▶ PROBLEM DESCRIPTION
Rewrite all the records below, changing every "with a pin" to "with a marker" and keeping everything else the same.

▶ RECORDED INFORMATION
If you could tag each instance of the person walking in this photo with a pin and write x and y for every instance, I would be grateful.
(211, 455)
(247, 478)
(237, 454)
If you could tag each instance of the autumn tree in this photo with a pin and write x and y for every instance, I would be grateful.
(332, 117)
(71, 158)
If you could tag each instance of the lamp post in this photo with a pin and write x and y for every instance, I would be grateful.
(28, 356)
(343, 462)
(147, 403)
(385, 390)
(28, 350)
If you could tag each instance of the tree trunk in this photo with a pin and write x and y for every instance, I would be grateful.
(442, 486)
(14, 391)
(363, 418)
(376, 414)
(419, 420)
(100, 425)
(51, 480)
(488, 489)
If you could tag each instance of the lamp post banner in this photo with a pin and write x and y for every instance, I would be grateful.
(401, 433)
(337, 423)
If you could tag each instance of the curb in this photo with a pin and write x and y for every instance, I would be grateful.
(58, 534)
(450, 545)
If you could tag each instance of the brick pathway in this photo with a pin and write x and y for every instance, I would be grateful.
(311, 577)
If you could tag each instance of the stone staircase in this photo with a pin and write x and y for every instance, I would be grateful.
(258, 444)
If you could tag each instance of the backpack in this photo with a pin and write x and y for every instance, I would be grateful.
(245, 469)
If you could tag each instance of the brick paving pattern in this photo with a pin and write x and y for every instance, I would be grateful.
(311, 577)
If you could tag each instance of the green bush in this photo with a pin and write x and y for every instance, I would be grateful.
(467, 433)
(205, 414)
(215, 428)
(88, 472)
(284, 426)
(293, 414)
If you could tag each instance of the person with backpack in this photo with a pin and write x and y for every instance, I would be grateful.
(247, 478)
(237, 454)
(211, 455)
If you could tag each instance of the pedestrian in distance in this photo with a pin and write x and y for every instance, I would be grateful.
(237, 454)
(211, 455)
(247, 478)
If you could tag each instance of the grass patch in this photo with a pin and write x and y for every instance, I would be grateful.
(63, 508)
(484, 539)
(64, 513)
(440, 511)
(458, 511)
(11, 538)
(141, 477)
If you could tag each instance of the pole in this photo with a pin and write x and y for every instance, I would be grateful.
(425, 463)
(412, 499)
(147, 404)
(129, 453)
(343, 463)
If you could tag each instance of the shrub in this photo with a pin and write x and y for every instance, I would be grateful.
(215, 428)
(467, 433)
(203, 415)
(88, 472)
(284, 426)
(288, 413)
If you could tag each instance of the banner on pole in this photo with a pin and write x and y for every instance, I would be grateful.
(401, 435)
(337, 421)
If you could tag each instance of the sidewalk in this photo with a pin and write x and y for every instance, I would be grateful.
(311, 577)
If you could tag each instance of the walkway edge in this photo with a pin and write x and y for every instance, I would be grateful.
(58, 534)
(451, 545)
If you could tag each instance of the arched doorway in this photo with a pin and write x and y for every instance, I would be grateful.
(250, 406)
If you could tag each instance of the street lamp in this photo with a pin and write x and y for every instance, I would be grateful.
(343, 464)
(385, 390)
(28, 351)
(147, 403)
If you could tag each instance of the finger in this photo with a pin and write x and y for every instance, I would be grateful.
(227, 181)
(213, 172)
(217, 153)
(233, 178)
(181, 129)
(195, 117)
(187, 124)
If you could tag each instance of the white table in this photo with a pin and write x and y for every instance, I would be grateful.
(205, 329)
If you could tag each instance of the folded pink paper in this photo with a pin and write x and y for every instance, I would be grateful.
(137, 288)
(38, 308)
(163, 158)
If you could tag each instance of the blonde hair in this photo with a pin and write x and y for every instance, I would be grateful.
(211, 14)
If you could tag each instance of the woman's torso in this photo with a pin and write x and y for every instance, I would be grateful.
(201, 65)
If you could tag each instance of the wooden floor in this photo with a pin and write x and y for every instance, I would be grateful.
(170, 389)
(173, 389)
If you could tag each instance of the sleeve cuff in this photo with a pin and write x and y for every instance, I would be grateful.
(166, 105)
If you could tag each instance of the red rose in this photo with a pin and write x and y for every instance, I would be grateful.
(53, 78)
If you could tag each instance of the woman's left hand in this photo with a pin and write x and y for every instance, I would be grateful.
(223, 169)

▶ WRITTEN RESPONSE
If you could tag each instance of the person walking in this photo with a marker and write x and y for every instance, I would be grateful.
(211, 455)
(247, 478)
(237, 454)
If you could tag each instance of the autumn tree in this photo with a marker and write x and y for every instance, I would be grateful.
(332, 117)
(71, 158)
If you could tag each instance of the lamp post in this photo with a marker and write x and y for every instance, I would be grateful.
(28, 356)
(343, 462)
(147, 403)
(385, 390)
(28, 350)
If you could tag each instance of the tree trunk in this photo with a marker and write x and y for every instance, I would be grateful.
(442, 486)
(14, 391)
(363, 418)
(376, 414)
(419, 420)
(100, 425)
(51, 480)
(488, 489)
If you could tag each instance of the lamp post banner in this photo with a marker and write x and y for every instance, I would be grateful.
(401, 433)
(337, 423)
If you could tag each instance of the curb in this photo with a marker and write x and y for every instance, I would be grateful.
(58, 534)
(450, 545)
If you could tag each instance of the brick pathway in this photo with a marker and write x and y for every instance, I would be grateful.
(311, 577)
If you could tag each instance of the stone staircase in this photo with a marker and write x and y for every instance, I would be grateful.
(258, 444)
If you could tag each instance of the backpack in this photo with a marker and write x and y for every instance, I would be grateful.
(245, 469)
If you could tag each instance of the brick paving pattern in this photo with a marker and write x and y for every instance, I would be grateful.
(311, 577)
If you could tag each instance of the green bush in this photo with a marker and write x and y for every instance, I would be grateful.
(467, 433)
(205, 414)
(215, 428)
(88, 472)
(284, 426)
(293, 414)
If you could tag each instance of the person with backpack in this photo with a marker and write x and y for every instance, I would be grateful.
(247, 478)
(237, 454)
(211, 455)
If you could tag each instance of the pedestrian in distance in this photo with a marker and write x and y for every instance, I would be grateful.
(237, 454)
(211, 455)
(247, 478)
If you could tag each instance of the grass patch in this photo with a marker and write x and y for every instance, I would be grateful.
(63, 508)
(484, 539)
(64, 513)
(440, 511)
(458, 511)
(11, 538)
(141, 477)
If you could tag each instance of the pole in this photo with a marker and write x and y for every instance, I would be grateful.
(425, 463)
(412, 499)
(147, 404)
(129, 453)
(343, 463)
If you could tag each instance of the shrub in this photo with a marker and write x and y for every instance, I would be grateful.
(215, 428)
(467, 433)
(203, 415)
(88, 472)
(284, 426)
(288, 413)
If you could tag each instance of the banner on pole in this photo with a marker and write x and y for every instance, I would be grateful.
(401, 435)
(337, 421)
If you could tag each instance of the sidewalk in this photo with a marker and write x and y for every instance, I would be grateful.
(311, 577)
If you could tag each instance of the walkway edge in this photo with a marker and write x and y for every instance, I would be grateful.
(58, 534)
(451, 545)
If you could tag each instance of the arched doorway in this photo with a marker and write x and y for every instance, I would be grateful.
(250, 406)
If you could tag each instance of the street lamp in this photo with a marker and write x and y for every instance, I would be grateful.
(343, 464)
(385, 390)
(28, 351)
(147, 403)
If you could tag each instance of the finger in this photo with a marker and write x and y for every instance, I would be grateful.
(227, 181)
(213, 172)
(217, 153)
(233, 178)
(181, 129)
(195, 117)
(187, 124)
If you could tag each instance of the white table in this photo with a marker and write x and y for every instance, I would be grateful.
(205, 329)
If you could tag each instance of the folded pink paper in this photo with a marker and write x and y for every instance, I would be grateful.
(137, 288)
(38, 308)
(163, 158)
If you could tag each instance of the blonde hair in this photo with a marker and write x and y for every instance, I would be grateful.
(211, 14)
If you could tag each instance of the woman's torso in this photo with a marker and write x and y for every instance, I would be grateful.
(201, 65)
If you could tag each instance of the wooden floor in this photo with a marker and write x and y for every instance, I would be grateful.
(170, 389)
(173, 389)
If you could tag each instance of the sleeve cuff in this photo with a marker and write x and y for every instance, I would be grateful.
(166, 105)
If you could tag each instance of the red rose in this photo with a marker and write x and y for every instance, I would be grateful.
(53, 78)
If you could tag each instance of the woman's left hand in this photo with a marker and write x and y for every instance, I would be grateful.
(223, 169)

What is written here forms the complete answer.